**OPDRACHT A**
Ga na of elk van de onderstaande beweringen klopt met het fragment over het geestesleven van de jaren vijftig, en antwoord per bewering met ja of nee plus de woorden uit het fragment die de doorslag geven, letterlijk geciteerd.
(i) Fromm schreef De angst voor vrijheid al in 1941.
(ii) Volgens het fragment waren de discussies uit de jaren vijftig grotendeels nieuw.
(iii) James Kennedy wordt in het fragment een Britse historicus genoemd.
**OPDRACHT B**
Schrijf het fragment over het geestesleven van de jaren vijftig verder, te beginnen na de laatste zin.

-------- TEKSTFRAGMENT --------

Overigens ging het niet om een heldhaftige voorhoede die met gevaar voor eigen leven het springtij van maatschappelijke repressie trotseerde. De essentie is juist dat Wending en De Nieuwe Stem alsmede Vrij Nederland typisch bladen van de elite waren, en dat in al die netjes aangeharkte suburbia in de vs de werken van Wright Mills, Fromm, Hannah Arendt, Marcuse, Mead, Ginsberg, Mary McCarthy, Saul Alinsky, en Martin Luther King wortel schoten in the hearts and minds van de burgerij.
Van belang is eveneens te constateren dat de discussies die in de jaren vijftig werden gevoerd, en die in de jaren zestig het culturele landschap zouden gaan domineren, niet nieuw waren maar grotendeels het geredekavel continueerden uit de jaren twintig en dertig. De hoofdthema's waren nog steeds: Freud, Marx, de massacultuur, het totalitarisme, de technocratisering van de samenleving, het modernisme, de plaats van de mens in de geïndustrialiseerde maatschappij.
Het grote onderliggende thema van alle denkers in de jaren vijftig was de menselijke autonomie: de vraag waarom de mens steeds weer geneigd was te kiezen voor totalitaire ideologieën en conformistische groepsverbanden - en hoe hij daaraan kon ontsnappen. Fromm had zich al in 1941 uitvoerig over de kwestie gebogen in zijn De angst voor vrijheid, en aan de andere kant van het spectrum kwam ook de sombere anti-liberal Lionel Trilling er keer op keer op terug in zijn kritisch werk, zoals The Liberal Imagination (1951).
Hoewel op kleinere schaal was dezelfde tendens zichtbaar in het Nederlandse geestesleven. Het was zoals de jonge Amerikaanse historicus James Kennedy in zijn Nieuw Babylon in aanbouw. Nederland in de jaren zestig (1995) terecht beklemtoont: er bleek niet zozeer sprake van maatschappelijke vernieuwing als wel van een retoriek over de noodzaak tot vernieuwing die de maatschappelijke verhoudingen ondermijnde.

-------- GEGEVEN ITEMS --------

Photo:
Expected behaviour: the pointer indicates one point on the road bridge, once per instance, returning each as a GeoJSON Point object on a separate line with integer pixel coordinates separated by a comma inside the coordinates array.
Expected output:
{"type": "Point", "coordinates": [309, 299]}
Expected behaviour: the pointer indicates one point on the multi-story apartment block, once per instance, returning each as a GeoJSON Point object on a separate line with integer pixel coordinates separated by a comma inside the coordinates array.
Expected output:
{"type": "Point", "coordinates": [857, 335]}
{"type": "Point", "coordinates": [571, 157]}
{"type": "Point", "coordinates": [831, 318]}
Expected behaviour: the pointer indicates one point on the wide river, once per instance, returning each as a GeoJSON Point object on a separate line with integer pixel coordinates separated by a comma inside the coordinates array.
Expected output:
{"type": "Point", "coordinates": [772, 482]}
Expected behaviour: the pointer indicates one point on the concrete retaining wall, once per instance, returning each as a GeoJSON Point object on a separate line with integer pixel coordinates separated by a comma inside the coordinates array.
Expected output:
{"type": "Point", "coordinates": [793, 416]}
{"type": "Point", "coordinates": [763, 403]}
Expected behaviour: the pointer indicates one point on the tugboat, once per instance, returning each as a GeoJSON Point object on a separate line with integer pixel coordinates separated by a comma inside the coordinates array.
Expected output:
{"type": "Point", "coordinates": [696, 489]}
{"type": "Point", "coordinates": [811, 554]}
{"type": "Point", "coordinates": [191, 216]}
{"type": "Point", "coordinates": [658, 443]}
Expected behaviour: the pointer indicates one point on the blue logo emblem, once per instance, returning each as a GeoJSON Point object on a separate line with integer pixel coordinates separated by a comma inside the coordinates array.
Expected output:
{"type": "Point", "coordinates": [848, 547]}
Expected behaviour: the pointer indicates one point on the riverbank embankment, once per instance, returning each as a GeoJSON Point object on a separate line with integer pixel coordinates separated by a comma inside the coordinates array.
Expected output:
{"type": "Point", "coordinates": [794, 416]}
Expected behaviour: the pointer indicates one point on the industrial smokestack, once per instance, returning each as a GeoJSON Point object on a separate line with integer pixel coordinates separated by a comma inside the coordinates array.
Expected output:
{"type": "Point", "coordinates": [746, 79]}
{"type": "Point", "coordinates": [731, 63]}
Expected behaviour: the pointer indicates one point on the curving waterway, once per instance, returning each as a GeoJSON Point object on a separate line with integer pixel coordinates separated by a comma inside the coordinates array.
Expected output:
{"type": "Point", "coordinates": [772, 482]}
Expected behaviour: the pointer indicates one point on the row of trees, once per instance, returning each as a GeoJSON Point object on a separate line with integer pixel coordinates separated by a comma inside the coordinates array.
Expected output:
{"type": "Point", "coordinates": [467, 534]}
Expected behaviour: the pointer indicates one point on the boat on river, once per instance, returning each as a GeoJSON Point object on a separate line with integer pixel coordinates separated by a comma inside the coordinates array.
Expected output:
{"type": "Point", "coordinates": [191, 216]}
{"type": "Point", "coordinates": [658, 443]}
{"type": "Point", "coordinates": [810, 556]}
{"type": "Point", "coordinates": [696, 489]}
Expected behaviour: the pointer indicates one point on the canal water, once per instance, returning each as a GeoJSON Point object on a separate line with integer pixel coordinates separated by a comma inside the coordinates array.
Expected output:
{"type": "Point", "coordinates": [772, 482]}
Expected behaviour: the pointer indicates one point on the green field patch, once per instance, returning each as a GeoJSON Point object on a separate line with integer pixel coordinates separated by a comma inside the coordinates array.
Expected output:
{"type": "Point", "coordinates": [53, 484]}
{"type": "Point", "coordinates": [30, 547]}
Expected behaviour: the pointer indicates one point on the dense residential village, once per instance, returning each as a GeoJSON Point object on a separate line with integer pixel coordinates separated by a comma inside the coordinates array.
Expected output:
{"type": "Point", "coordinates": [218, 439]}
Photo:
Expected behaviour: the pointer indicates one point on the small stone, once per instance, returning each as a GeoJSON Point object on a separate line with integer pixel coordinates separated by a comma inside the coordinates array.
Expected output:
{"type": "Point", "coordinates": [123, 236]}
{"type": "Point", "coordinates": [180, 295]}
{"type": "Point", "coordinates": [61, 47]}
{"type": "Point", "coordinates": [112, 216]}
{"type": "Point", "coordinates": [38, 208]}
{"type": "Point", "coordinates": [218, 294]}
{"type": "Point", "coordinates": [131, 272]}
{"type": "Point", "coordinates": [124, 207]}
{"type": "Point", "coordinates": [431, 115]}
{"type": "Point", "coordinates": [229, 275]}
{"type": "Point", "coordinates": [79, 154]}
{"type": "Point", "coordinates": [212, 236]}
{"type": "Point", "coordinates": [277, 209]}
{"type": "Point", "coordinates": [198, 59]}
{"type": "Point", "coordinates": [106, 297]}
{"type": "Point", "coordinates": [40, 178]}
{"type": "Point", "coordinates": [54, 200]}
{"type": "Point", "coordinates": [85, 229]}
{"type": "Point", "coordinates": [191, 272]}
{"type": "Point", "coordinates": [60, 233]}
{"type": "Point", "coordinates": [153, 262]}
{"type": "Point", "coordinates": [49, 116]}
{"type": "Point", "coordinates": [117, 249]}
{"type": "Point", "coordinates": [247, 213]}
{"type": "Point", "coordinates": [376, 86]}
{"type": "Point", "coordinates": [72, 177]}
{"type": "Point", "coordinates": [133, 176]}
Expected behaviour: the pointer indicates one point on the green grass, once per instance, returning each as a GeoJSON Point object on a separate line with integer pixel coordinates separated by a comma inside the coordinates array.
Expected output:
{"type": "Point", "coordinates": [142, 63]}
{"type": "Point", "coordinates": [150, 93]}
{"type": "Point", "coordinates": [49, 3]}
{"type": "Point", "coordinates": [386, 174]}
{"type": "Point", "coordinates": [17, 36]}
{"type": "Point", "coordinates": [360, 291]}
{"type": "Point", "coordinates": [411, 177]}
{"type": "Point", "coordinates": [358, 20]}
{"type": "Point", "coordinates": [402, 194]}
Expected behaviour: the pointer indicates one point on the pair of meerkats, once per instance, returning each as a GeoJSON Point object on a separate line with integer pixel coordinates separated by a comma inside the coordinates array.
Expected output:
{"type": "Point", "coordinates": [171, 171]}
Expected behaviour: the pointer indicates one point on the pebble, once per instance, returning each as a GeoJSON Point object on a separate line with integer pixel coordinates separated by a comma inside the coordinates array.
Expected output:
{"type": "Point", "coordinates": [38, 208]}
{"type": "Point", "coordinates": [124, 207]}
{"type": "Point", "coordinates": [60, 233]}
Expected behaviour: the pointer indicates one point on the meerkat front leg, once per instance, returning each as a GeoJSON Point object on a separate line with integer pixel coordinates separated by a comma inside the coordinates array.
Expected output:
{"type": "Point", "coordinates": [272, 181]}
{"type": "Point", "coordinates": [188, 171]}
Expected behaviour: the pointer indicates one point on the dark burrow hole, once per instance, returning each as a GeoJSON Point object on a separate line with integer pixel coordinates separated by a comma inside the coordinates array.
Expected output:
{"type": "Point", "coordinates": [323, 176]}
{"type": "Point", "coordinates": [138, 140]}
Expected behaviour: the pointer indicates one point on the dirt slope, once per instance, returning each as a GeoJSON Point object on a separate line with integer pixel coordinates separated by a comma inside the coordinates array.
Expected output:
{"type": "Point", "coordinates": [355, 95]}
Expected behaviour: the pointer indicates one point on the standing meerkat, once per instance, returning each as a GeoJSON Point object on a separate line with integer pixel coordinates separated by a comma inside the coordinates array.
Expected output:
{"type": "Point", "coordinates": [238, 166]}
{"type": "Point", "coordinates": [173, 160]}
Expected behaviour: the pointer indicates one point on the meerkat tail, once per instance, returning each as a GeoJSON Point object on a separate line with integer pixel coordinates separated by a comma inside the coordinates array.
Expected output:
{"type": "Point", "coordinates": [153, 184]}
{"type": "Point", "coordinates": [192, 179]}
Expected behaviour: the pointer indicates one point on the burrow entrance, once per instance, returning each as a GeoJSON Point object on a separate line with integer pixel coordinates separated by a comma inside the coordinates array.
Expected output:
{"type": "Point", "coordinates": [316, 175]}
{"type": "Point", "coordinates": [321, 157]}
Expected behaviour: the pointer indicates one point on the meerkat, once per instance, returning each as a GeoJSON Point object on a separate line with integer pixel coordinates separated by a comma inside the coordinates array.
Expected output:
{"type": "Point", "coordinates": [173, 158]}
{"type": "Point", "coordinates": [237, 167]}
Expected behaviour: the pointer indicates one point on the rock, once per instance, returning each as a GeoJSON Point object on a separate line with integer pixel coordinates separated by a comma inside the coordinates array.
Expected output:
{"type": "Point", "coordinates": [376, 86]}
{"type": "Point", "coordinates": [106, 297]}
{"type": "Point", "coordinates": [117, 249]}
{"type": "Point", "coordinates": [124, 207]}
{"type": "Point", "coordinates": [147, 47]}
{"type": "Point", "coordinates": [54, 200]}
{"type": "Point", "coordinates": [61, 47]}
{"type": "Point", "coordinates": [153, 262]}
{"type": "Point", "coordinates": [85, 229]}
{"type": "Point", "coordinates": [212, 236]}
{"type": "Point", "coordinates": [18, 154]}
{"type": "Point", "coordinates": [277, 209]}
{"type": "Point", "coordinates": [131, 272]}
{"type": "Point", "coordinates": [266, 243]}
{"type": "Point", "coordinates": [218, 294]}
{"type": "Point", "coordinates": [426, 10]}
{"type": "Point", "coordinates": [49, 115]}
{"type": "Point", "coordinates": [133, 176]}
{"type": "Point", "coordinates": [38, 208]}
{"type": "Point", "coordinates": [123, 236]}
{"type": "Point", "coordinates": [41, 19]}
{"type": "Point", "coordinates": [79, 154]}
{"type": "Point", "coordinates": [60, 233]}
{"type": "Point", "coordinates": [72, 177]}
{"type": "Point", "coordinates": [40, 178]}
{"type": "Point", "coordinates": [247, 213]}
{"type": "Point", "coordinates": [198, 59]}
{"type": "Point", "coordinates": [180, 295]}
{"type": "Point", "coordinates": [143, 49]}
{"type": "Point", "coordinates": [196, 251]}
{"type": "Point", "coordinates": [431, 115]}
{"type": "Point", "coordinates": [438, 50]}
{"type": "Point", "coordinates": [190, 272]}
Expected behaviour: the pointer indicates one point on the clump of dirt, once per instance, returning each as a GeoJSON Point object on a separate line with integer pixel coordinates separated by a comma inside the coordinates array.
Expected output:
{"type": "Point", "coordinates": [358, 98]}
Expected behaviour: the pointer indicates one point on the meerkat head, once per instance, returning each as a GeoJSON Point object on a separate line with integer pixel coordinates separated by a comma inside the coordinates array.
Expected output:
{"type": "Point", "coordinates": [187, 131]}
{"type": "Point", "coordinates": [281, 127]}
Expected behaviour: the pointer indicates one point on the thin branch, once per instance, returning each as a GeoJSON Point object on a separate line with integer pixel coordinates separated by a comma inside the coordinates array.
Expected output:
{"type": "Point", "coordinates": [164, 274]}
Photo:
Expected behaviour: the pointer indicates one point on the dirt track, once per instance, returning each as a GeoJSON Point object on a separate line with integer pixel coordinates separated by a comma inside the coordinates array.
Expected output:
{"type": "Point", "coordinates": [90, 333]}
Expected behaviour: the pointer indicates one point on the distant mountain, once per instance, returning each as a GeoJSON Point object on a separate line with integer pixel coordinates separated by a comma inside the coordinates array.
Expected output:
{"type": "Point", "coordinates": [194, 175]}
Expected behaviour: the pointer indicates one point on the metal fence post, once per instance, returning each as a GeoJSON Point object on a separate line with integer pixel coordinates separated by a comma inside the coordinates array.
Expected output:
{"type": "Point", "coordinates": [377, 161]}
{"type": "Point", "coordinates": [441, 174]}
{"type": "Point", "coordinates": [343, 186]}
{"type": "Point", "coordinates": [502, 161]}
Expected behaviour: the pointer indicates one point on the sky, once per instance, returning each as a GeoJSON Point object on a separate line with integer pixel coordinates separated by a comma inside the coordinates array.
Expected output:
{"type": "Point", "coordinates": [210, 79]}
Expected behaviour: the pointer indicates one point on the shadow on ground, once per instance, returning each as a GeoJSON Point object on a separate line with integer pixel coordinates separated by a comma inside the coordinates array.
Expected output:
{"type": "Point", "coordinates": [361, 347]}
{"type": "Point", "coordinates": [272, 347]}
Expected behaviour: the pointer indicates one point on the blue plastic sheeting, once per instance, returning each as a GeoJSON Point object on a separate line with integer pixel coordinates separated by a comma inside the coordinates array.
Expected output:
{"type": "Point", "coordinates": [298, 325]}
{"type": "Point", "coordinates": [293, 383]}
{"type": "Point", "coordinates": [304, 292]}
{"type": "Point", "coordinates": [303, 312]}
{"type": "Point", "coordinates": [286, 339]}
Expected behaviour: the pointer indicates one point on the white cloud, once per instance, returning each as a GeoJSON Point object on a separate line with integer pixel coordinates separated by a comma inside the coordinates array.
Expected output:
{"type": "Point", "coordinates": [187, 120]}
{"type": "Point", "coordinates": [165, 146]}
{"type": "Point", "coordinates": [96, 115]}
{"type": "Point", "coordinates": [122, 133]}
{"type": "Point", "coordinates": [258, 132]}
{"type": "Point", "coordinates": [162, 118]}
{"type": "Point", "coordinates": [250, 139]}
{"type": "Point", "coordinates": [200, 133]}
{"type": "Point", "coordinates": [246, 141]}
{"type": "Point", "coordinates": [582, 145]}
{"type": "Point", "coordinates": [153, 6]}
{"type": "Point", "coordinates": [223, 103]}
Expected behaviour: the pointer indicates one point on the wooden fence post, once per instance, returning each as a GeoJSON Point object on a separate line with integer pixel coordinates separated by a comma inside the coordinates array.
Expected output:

--------

**EINDRESULTAAT A**
(i) Ja: "Fromm had zich al in 1941 uitvoerig over de kwestie gebogen in zijn De angst voor vrijheid"
(ii) Nee: "niet nieuw waren maar grotendeels het geredekavel continueerden uit de jaren twintig en dertig"
(iii) Nee: "de jonge Amerikaanse historicus James Kennedy"

**EINDRESULTAAT B**
Het gevoel van crisis na de oorlog leidde aldus tot een met de tong beleden ideologie van vernieuwing binnen de bestaande orde, die daarmee z'n eigen existentie ter discussie stelde. Daarnaast gaf de snel expanderende economie - in Nederland was de loonexplosie in 1963 een sociaal-economisch keerpunt - aan de aanstormende elite, die was grootgebracht met de vernieuwingsretoriek, alle kans de aloude discussie over menselijke autonomie te vertalen in de jaren zestig as we know them. De erfenis van de jaren vijftig was kortom een nogal ingewikkelde verknoping van intellectuele zelfkastijding en maatschappelijke ontwikkelingen die gezamenlijk vrij baan boden aan de baby-boom generatie.
Zo blijkt ‘1968’ geen radicale breuk, maar een door de omstandigheden mogelijk gemaakte massalisering en exploitatie van een protest-houding die onder de oude elite wijdverbreid was. In veel opzichten dook de generatie van ‘1968’ in het bed dat hun ouders hadden gespreid.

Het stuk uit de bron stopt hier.